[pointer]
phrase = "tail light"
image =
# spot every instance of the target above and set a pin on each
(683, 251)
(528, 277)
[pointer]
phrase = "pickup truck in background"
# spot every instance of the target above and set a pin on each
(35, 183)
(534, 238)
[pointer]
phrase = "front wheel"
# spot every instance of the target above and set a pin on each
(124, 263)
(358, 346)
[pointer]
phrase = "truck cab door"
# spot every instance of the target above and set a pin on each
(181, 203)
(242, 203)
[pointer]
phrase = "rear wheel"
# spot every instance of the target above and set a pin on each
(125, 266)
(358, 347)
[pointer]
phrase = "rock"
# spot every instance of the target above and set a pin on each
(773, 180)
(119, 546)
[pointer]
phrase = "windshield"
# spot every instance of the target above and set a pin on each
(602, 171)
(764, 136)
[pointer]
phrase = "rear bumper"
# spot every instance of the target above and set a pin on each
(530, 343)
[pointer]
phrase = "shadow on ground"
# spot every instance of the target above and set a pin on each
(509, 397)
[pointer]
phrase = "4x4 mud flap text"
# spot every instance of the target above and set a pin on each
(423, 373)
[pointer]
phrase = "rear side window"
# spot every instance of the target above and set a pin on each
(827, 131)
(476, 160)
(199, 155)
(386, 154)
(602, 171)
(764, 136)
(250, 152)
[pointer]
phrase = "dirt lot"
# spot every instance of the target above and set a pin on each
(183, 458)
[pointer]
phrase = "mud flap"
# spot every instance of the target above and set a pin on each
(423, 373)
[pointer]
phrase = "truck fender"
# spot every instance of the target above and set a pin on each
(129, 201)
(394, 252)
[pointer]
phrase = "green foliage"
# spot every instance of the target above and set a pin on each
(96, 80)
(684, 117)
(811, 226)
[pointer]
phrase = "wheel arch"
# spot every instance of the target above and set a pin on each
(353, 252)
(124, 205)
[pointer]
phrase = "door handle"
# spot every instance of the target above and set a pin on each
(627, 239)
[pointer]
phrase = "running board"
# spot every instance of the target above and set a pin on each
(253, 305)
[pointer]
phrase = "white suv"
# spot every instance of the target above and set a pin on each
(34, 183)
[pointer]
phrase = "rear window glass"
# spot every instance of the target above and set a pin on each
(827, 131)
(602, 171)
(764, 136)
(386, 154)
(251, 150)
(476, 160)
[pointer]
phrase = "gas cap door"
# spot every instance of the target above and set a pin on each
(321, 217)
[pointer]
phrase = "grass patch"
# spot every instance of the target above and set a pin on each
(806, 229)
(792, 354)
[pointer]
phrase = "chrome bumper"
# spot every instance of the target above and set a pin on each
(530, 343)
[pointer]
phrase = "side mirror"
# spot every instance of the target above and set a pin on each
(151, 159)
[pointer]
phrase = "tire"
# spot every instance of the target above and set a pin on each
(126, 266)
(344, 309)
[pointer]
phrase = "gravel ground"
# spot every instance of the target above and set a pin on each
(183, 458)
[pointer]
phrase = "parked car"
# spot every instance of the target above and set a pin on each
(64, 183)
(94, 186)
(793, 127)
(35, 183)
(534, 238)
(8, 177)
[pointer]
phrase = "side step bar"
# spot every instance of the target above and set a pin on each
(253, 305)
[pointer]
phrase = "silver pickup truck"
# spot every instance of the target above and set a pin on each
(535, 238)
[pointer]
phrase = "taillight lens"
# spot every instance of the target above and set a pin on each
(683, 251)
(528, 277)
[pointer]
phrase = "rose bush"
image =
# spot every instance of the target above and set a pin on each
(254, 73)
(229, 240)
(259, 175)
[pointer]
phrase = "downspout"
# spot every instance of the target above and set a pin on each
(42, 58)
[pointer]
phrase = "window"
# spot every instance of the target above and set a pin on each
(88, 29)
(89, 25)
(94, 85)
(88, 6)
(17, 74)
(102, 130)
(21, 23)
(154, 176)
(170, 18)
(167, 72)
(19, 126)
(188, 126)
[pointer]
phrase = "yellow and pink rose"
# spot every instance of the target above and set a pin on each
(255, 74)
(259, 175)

● What you should do: Take the listing above and write it out again exactly.

● Full response:
[pointer]
phrase = "tail light"
image =
# spot every instance of the target above and set a pin on each
(683, 251)
(528, 277)
[pointer]
phrase = "pickup truck in background"
# spot every instance of the target above and set a pin on each
(35, 183)
(534, 238)
[pointer]
phrase = "front wheel"
# spot every instance of the target above and set a pin on each
(124, 263)
(358, 346)
[pointer]
phrase = "truck cab door"
# spot every instance of the target above and set a pin on each
(181, 203)
(242, 203)
[pointer]
phrase = "rear wheel"
# spot every instance of the target above and set a pin on each
(125, 266)
(358, 347)
[pointer]
phrase = "rock"
# spot every instance of the target above and set a pin on each
(773, 180)
(119, 546)
[pointer]
phrase = "windshield"
# spot every instance of the target above and set a pin on each
(602, 171)
(764, 136)
[pointer]
phrase = "rear bumper"
# spot every instance of the target above and set a pin on each
(530, 343)
[pointer]
phrase = "shadow on ground"
# spot every instance of the target above and set a pin on each
(509, 397)
[pointer]
phrase = "4x4 mud flap text"
# spot every instance of the target above and set a pin on each
(423, 373)
[pointer]
phrase = "rear side window"
# spot every instance of the target above and set a pin on each
(827, 131)
(476, 160)
(199, 155)
(386, 154)
(602, 171)
(764, 136)
(250, 152)
[pointer]
phrase = "dirt lot"
# spot every instance of the target above and set a pin on each
(183, 458)
[pointer]
phrase = "mud flap"
# spot every instance of the target above and set a pin on each
(423, 373)
[pointer]
phrase = "truck fender"
# spot every instance of the target above and set a pin on each
(129, 201)
(394, 252)
[pointer]
phrase = "green foliage"
# spot every instance of the target above and set a pin on each
(96, 80)
(684, 117)
(811, 226)
[pointer]
phrase = "wheel arch"
# spot every instance of the target above and set a pin on each
(353, 252)
(124, 205)
[pointer]
phrase = "door handle"
# spot every instance of the target above and set a pin on each
(627, 239)
[pointer]
phrase = "running board"
# spot every instance of the target above and set a pin on each
(253, 305)
[pointer]
phrase = "white suv"
# spot every instance of the target above and set a pin on each
(34, 183)
[pointer]
phrase = "rear window glass"
# spot every instance of the target above and set a pin on each
(827, 131)
(602, 171)
(764, 136)
(386, 154)
(251, 150)
(476, 160)
[pointer]
phrase = "gas cap door"
# spot every instance of the target above and set a pin on each
(321, 217)
[pointer]
phrase = "grass patch"
# spot every instance of the target above and set a pin on each
(806, 229)
(792, 354)
[pointer]
phrase = "chrome bumper"
# spot every instance of the target above and set a pin on each
(530, 343)
[pointer]
phrase = "side mirror"
# spot every instance of the target above and set a pin on each
(151, 159)
[pointer]
phrase = "tire"
# spot every instance of the target above and set a pin on each
(126, 266)
(344, 309)
[pointer]
phrase = "gravel ground"
# spot every instance of the target above and set a pin on each
(183, 458)
[pointer]
phrase = "parked car"
# spot every instance of the target above and set a pin on each
(64, 183)
(94, 186)
(793, 127)
(35, 183)
(534, 238)
(8, 177)
[pointer]
phrase = "side step bar"
# spot every instance of the target above and set a pin on each
(253, 305)
[pointer]
phrase = "silver pickup truck"
# spot every instance of the target above and set a pin on each
(535, 238)
[pointer]
phrase = "taillight lens"
# spot every instance of the target above and set a pin on each
(683, 251)
(528, 277)
[pointer]
phrase = "rose bush"
image =
# spot every instance of the target above and set a pin on each
(254, 73)
(229, 240)
(259, 175)
[pointer]
phrase = "downspout"
# spot every instance of the target above and set a pin on each
(42, 58)
[pointer]
phrase = "window"
# spot every instance of the target above and set a pin on each
(88, 29)
(89, 25)
(94, 85)
(88, 6)
(17, 74)
(102, 130)
(21, 23)
(154, 176)
(170, 18)
(167, 72)
(19, 126)
(188, 126)
[pointer]
phrase = "yellow and pink rose"
# spot every instance of the target above and set a pin on each
(255, 74)
(259, 175)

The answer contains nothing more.